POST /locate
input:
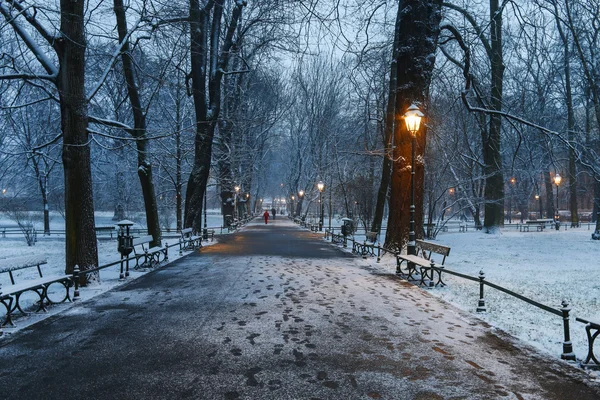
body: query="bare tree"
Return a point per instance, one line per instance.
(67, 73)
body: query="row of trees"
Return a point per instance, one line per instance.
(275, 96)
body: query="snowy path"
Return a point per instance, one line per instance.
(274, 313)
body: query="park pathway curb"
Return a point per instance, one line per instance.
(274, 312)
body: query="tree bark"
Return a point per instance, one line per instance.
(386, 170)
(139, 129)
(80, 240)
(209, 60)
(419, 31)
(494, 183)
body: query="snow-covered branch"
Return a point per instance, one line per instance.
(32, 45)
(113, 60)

==

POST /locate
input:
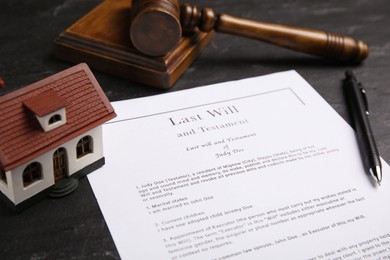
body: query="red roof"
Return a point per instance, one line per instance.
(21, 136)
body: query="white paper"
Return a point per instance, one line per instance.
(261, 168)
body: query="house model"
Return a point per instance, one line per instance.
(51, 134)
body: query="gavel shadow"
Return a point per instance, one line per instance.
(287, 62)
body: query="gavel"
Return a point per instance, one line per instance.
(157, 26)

Work request
Where a line in the preceding listing contains the word "body", include it in your count, and reply with that number alone.

Reply
11